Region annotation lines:
------------
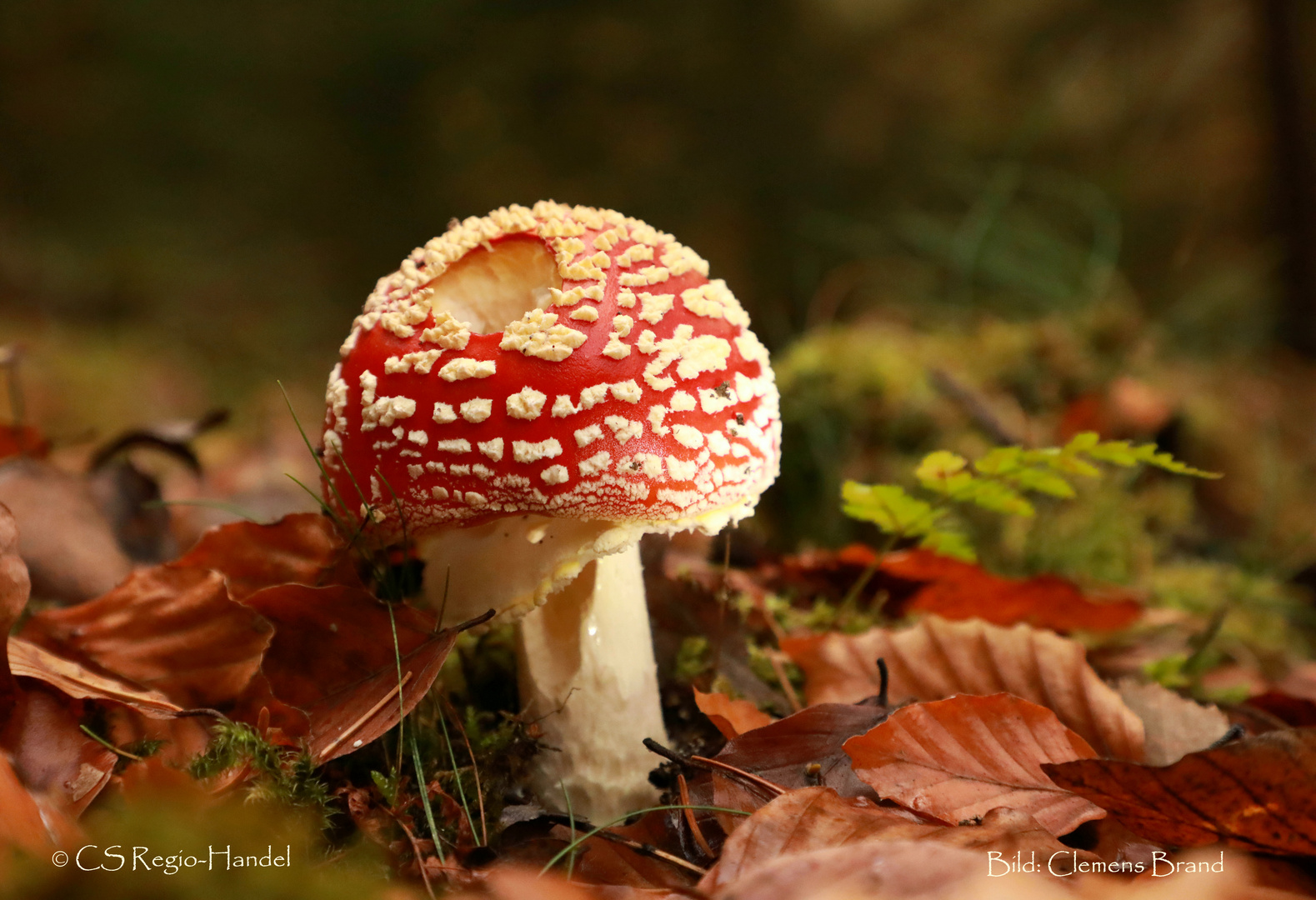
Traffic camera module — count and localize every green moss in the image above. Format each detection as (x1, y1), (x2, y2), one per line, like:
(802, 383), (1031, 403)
(189, 721), (333, 828)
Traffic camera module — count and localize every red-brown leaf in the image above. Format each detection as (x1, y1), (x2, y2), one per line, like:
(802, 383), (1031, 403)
(782, 616), (1143, 761)
(1116, 680), (1229, 766)
(1045, 728), (1316, 857)
(9, 637), (183, 718)
(698, 788), (1091, 896)
(0, 686), (118, 821)
(0, 754), (50, 854)
(0, 458), (133, 602)
(23, 564), (270, 707)
(0, 502), (32, 722)
(845, 693), (1104, 836)
(718, 702), (887, 798)
(175, 513), (361, 600)
(245, 584), (487, 763)
(0, 425), (50, 459)
(880, 550), (1143, 632)
(695, 688), (773, 741)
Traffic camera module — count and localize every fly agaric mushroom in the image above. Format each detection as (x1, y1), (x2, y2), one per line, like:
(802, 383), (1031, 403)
(323, 202), (780, 820)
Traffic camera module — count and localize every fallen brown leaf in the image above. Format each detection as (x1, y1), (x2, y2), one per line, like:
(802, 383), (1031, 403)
(0, 754), (50, 854)
(23, 563), (270, 708)
(9, 637), (183, 718)
(695, 688), (773, 741)
(716, 702), (887, 798)
(0, 686), (118, 821)
(1116, 680), (1229, 766)
(0, 457), (133, 602)
(1043, 728), (1316, 857)
(880, 550), (1143, 632)
(0, 505), (116, 842)
(698, 788), (1093, 896)
(245, 584), (487, 763)
(709, 841), (984, 900)
(782, 616), (1143, 761)
(0, 425), (50, 459)
(845, 693), (1104, 836)
(175, 513), (361, 602)
(0, 502), (32, 721)
(1236, 691), (1316, 728)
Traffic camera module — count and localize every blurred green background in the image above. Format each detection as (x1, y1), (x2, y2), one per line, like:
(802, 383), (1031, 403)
(0, 0), (1316, 558)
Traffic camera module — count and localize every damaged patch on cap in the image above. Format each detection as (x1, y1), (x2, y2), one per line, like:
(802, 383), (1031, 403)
(323, 202), (780, 597)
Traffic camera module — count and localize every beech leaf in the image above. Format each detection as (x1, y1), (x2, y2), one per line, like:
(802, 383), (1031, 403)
(23, 563), (270, 708)
(845, 693), (1105, 836)
(782, 616), (1143, 761)
(1043, 728), (1316, 857)
(698, 787), (1093, 896)
(1116, 679), (1229, 766)
(695, 688), (773, 741)
(245, 584), (484, 764)
(175, 513), (361, 602)
(880, 550), (1143, 632)
(9, 637), (183, 718)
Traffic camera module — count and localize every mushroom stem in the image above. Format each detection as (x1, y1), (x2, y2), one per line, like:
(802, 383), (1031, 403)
(518, 545), (666, 821)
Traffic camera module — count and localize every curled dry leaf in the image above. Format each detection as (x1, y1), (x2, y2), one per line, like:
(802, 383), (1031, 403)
(716, 702), (887, 798)
(1045, 728), (1316, 857)
(0, 458), (133, 602)
(711, 841), (983, 900)
(698, 788), (1093, 896)
(246, 584), (475, 763)
(782, 616), (1143, 761)
(880, 550), (1143, 632)
(23, 564), (270, 707)
(175, 513), (361, 602)
(695, 688), (773, 741)
(9, 637), (183, 718)
(845, 693), (1105, 836)
(0, 686), (118, 841)
(1116, 679), (1229, 766)
(0, 752), (48, 854)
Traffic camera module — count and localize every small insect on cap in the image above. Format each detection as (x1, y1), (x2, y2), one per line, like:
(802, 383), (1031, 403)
(323, 202), (780, 621)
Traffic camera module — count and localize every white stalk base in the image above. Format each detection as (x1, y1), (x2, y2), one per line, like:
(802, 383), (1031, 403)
(518, 545), (666, 823)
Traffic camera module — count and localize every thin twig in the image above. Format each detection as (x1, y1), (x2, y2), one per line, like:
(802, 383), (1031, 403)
(78, 725), (143, 762)
(320, 672), (412, 758)
(689, 757), (786, 798)
(545, 816), (708, 879)
(412, 728), (448, 864)
(677, 772), (714, 859)
(558, 780), (575, 882)
(384, 600), (407, 782)
(643, 738), (786, 798)
(384, 809), (438, 900)
(539, 804), (752, 877)
(438, 705), (475, 834)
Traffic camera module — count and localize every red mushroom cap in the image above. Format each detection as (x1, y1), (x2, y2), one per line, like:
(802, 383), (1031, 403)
(323, 202), (780, 552)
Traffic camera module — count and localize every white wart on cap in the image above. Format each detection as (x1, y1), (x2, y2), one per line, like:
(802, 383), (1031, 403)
(323, 202), (780, 614)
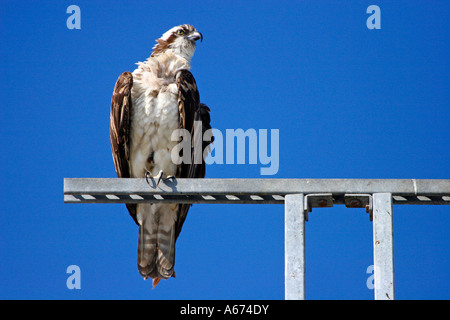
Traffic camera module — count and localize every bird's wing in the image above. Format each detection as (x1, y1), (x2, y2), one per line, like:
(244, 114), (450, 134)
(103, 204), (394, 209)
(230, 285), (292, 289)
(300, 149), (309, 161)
(176, 70), (213, 238)
(109, 72), (137, 223)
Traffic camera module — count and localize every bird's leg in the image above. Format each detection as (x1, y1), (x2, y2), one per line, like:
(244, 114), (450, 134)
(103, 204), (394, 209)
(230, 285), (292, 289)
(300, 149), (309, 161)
(145, 170), (164, 187)
(164, 176), (175, 181)
(145, 170), (175, 187)
(145, 171), (153, 184)
(155, 170), (164, 186)
(152, 278), (161, 289)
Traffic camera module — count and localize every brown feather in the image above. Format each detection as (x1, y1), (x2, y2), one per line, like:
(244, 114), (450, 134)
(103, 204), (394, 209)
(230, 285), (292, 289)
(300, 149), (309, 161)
(109, 71), (137, 224)
(175, 70), (214, 238)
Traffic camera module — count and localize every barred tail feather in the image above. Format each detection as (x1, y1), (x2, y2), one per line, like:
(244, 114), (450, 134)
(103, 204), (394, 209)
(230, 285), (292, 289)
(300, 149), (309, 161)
(137, 205), (176, 286)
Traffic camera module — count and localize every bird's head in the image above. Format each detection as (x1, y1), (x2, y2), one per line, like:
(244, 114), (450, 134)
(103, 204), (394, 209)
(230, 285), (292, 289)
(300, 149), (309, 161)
(152, 24), (203, 60)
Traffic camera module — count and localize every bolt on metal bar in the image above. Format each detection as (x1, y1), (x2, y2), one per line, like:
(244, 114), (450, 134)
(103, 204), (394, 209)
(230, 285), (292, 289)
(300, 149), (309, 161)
(284, 194), (305, 300)
(373, 193), (394, 300)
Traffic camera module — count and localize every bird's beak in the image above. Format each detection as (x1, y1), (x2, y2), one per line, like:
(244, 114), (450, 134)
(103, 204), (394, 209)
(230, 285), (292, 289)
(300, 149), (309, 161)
(188, 31), (203, 41)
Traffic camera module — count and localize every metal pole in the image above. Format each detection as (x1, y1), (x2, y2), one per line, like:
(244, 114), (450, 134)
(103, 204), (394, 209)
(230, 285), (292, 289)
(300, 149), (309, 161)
(373, 193), (394, 300)
(284, 193), (305, 300)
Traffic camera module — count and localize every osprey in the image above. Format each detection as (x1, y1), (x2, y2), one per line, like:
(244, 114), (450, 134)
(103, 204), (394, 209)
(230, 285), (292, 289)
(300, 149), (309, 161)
(110, 24), (213, 287)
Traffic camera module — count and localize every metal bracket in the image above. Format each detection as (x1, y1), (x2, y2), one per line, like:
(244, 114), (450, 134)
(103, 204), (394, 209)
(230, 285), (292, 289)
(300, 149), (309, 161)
(344, 194), (373, 221)
(304, 193), (333, 221)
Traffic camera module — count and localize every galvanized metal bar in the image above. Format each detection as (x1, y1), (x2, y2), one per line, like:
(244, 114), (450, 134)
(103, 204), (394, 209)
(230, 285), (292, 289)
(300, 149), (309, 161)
(373, 193), (394, 300)
(64, 178), (450, 204)
(284, 193), (305, 300)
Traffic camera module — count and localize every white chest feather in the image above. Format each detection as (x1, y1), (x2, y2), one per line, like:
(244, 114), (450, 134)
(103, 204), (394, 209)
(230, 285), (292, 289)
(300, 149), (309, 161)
(130, 54), (190, 178)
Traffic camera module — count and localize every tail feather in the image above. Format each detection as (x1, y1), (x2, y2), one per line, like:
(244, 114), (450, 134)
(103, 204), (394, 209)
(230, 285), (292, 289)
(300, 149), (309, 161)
(138, 206), (176, 286)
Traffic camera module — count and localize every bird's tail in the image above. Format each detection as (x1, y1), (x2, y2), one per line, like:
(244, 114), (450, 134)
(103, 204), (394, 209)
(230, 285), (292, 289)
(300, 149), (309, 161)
(138, 205), (175, 287)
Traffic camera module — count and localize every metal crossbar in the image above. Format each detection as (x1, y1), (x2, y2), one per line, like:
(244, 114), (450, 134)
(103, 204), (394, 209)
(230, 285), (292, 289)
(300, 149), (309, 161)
(64, 178), (450, 300)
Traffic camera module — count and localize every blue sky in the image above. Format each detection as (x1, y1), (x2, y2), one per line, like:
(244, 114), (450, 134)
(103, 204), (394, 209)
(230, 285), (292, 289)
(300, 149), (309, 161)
(0, 0), (450, 299)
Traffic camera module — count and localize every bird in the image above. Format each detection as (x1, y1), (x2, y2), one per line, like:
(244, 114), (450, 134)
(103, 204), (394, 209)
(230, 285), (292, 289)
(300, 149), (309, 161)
(110, 24), (214, 288)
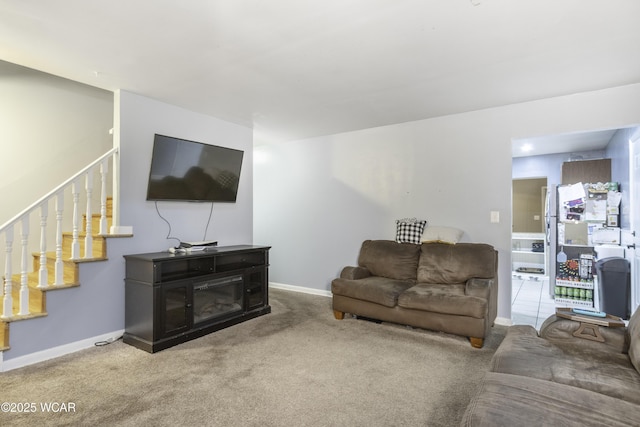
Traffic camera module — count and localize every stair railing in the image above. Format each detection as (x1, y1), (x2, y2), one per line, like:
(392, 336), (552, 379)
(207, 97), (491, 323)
(0, 147), (119, 319)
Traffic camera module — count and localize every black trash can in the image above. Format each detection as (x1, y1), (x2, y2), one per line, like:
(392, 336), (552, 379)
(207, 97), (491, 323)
(596, 257), (631, 319)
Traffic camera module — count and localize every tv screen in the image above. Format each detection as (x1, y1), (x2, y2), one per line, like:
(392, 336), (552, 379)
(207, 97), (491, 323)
(147, 134), (244, 202)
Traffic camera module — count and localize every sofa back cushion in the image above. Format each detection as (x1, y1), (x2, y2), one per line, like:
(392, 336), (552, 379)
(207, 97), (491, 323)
(417, 243), (498, 284)
(358, 240), (420, 281)
(627, 307), (640, 373)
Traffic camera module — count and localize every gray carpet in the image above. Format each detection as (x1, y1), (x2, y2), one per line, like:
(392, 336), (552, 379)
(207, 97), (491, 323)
(0, 289), (506, 426)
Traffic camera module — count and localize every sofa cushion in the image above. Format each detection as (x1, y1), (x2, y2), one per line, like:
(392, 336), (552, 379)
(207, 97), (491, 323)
(398, 283), (487, 319)
(331, 276), (413, 307)
(490, 320), (640, 405)
(627, 307), (640, 374)
(358, 240), (420, 281)
(417, 243), (497, 284)
(460, 372), (640, 427)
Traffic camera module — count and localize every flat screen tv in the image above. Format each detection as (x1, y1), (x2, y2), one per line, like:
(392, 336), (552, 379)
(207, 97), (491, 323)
(147, 134), (244, 202)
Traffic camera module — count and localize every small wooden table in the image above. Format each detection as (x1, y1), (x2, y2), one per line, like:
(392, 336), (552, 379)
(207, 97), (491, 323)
(556, 307), (625, 342)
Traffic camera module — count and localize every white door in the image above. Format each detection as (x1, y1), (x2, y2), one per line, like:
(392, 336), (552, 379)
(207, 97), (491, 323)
(627, 138), (640, 313)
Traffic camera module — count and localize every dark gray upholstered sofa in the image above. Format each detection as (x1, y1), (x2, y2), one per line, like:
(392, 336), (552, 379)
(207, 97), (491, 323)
(331, 240), (498, 348)
(462, 310), (640, 427)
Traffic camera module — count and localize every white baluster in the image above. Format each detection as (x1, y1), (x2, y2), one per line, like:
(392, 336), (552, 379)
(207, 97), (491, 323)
(0, 225), (13, 319)
(84, 170), (93, 258)
(71, 180), (80, 259)
(18, 219), (29, 316)
(100, 159), (109, 235)
(38, 202), (49, 288)
(53, 191), (64, 286)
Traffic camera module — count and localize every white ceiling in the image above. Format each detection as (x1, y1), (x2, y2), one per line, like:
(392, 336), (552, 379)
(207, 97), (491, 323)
(0, 0), (640, 149)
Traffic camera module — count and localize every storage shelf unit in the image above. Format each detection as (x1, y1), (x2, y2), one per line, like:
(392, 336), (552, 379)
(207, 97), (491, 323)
(511, 233), (547, 276)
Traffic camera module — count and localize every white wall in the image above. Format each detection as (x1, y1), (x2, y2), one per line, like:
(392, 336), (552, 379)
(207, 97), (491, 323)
(254, 85), (640, 318)
(0, 61), (113, 225)
(0, 88), (253, 370)
(116, 91), (253, 253)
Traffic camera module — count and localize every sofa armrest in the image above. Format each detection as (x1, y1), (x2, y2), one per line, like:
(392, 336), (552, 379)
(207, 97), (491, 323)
(464, 277), (494, 300)
(540, 315), (629, 353)
(340, 267), (371, 280)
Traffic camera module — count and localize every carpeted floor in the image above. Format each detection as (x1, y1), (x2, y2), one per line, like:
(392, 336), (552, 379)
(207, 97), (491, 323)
(0, 289), (506, 426)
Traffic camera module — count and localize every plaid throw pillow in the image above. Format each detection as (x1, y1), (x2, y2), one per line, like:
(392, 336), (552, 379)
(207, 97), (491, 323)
(396, 218), (427, 245)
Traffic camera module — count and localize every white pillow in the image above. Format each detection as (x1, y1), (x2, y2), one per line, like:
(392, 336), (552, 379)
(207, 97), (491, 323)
(422, 225), (464, 245)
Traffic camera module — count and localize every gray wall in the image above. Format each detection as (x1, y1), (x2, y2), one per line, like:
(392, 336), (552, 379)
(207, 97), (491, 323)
(0, 92), (253, 367)
(254, 85), (640, 318)
(512, 150), (607, 185)
(115, 91), (253, 253)
(607, 127), (640, 230)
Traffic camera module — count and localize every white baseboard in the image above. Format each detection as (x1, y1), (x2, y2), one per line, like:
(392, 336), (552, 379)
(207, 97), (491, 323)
(0, 329), (124, 372)
(493, 317), (513, 326)
(269, 282), (332, 297)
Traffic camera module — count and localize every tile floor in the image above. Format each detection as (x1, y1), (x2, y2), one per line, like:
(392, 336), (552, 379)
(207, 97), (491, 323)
(511, 274), (556, 330)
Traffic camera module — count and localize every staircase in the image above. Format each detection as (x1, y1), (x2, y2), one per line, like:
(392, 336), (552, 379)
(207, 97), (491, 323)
(0, 197), (131, 351)
(0, 148), (131, 352)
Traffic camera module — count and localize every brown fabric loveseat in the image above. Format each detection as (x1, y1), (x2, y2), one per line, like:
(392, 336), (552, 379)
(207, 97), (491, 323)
(331, 240), (498, 348)
(461, 310), (640, 427)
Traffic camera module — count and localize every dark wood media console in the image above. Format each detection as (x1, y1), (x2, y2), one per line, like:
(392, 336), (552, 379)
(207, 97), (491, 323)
(123, 245), (271, 353)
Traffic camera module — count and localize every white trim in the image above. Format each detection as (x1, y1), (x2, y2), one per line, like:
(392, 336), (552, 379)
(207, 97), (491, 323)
(0, 329), (124, 372)
(493, 317), (513, 326)
(269, 282), (333, 297)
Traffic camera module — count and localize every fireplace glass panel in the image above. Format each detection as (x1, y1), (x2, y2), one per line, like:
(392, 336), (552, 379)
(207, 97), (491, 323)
(193, 275), (243, 324)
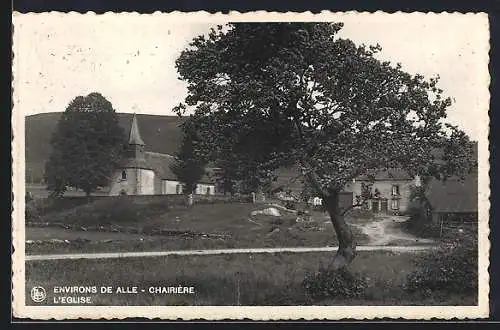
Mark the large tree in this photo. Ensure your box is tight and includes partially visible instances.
[170,125,206,194]
[176,23,474,268]
[45,93,125,196]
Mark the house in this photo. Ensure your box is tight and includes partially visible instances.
[109,114,215,196]
[273,167,420,214]
[344,168,421,214]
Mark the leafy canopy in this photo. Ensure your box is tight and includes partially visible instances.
[171,125,206,194]
[176,23,474,196]
[45,93,125,195]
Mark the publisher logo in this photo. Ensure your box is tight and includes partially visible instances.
[31,286,47,302]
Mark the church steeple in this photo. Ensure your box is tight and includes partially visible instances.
[128,113,144,146]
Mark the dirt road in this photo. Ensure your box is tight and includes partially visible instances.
[351,215,435,246]
[25,245,433,261]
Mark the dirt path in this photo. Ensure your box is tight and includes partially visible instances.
[351,215,435,246]
[25,245,433,261]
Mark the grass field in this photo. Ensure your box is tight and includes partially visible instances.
[26,252,477,306]
[26,200,367,254]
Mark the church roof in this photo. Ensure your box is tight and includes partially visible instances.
[121,158,153,170]
[128,113,144,146]
[145,151,214,183]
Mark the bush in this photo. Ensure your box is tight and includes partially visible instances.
[302,267,368,300]
[405,234,478,295]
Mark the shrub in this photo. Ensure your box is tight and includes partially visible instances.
[405,234,478,295]
[302,267,368,300]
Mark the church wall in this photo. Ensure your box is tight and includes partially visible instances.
[137,168,155,195]
[109,168,137,196]
[154,175,163,195]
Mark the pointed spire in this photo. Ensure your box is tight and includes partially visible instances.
[128,113,144,146]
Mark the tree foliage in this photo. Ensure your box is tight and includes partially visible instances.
[176,23,473,267]
[45,93,125,195]
[171,127,206,194]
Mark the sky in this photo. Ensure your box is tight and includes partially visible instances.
[13,12,489,140]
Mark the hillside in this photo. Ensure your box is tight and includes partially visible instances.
[25,112,183,182]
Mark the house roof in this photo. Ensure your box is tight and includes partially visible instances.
[427,172,478,213]
[128,113,144,146]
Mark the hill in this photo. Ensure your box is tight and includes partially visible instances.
[25,112,184,182]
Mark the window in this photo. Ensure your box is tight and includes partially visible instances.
[392,185,399,196]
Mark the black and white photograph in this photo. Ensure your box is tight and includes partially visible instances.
[12,11,490,320]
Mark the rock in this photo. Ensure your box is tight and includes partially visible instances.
[267,228,280,236]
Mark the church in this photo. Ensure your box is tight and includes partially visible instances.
[109,114,215,196]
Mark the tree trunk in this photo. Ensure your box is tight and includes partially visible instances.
[323,192,356,269]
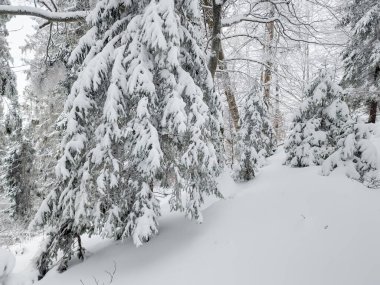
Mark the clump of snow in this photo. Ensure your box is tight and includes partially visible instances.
[0,248,16,285]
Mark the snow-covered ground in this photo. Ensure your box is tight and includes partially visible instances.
[5,144,380,285]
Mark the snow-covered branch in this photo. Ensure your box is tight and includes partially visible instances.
[0,5,87,22]
[222,15,279,28]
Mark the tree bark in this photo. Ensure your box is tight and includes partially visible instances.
[219,46,240,130]
[204,0,223,78]
[203,0,240,130]
[263,7,274,106]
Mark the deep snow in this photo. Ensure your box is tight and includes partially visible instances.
[5,143,380,285]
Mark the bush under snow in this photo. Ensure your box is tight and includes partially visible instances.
[0,248,16,285]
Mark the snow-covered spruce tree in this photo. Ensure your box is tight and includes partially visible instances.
[234,85,277,181]
[342,0,380,123]
[321,119,380,188]
[0,0,34,220]
[22,0,92,212]
[285,71,349,167]
[32,0,222,276]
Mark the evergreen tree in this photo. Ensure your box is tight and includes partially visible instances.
[285,71,349,167]
[22,0,92,210]
[32,0,222,276]
[342,0,380,123]
[234,85,277,181]
[322,119,380,188]
[0,0,31,220]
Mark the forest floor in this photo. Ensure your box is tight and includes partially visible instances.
[6,133,380,285]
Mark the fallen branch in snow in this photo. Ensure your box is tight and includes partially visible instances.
[0,5,88,22]
[80,261,116,285]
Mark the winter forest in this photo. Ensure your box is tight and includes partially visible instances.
[0,0,380,285]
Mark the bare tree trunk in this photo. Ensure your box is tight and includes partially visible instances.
[263,5,274,106]
[219,47,240,130]
[203,0,240,130]
[204,0,224,78]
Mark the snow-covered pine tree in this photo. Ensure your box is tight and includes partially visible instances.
[22,0,93,214]
[0,0,31,220]
[342,0,380,123]
[234,84,277,181]
[32,0,222,276]
[321,119,380,188]
[285,71,350,167]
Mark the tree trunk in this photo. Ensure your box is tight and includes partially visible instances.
[263,5,274,106]
[219,46,240,130]
[203,0,240,130]
[204,0,223,78]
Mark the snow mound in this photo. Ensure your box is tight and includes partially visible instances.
[0,248,16,285]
------------
**Problem statement:** Render the lines above as a numbered list, from the first line through the line containing "(323, 202), (780, 820)", both included. Skip blank lines and leave out the pictures.

**Output of the task:**
1. Traffic camera module — count and localize every green moss in the image above. Format each detection as (x1, y1), (x2, y2), one per line, like:
2. (802, 383), (1031, 403)
3. (189, 721), (333, 828)
4. Traffic camera module — count and localize every red-brown leaf in the image above. Format each detection as (x1, y1), (x2, y2), one per line, like:
5. (802, 383), (1031, 403)
6. (782, 616), (1143, 761)
7. (1116, 680), (1229, 766)
8. (1045, 728), (1316, 857)
9. (9, 637), (183, 718)
10. (698, 788), (1091, 896)
11. (0, 686), (118, 821)
12. (0, 754), (50, 854)
13. (0, 458), (133, 602)
14. (23, 564), (270, 707)
15. (0, 502), (32, 722)
16. (845, 693), (1104, 836)
17. (718, 702), (887, 798)
18. (175, 513), (361, 600)
19. (245, 584), (487, 763)
20. (0, 425), (50, 459)
21. (880, 550), (1143, 632)
22. (695, 688), (773, 741)
23. Traffic camera module — count and localize every fly agaric mushroom in the image above. Format each detection as (x1, y1), (x2, y2), one per line, like:
24. (802, 383), (1031, 403)
25. (323, 202), (780, 820)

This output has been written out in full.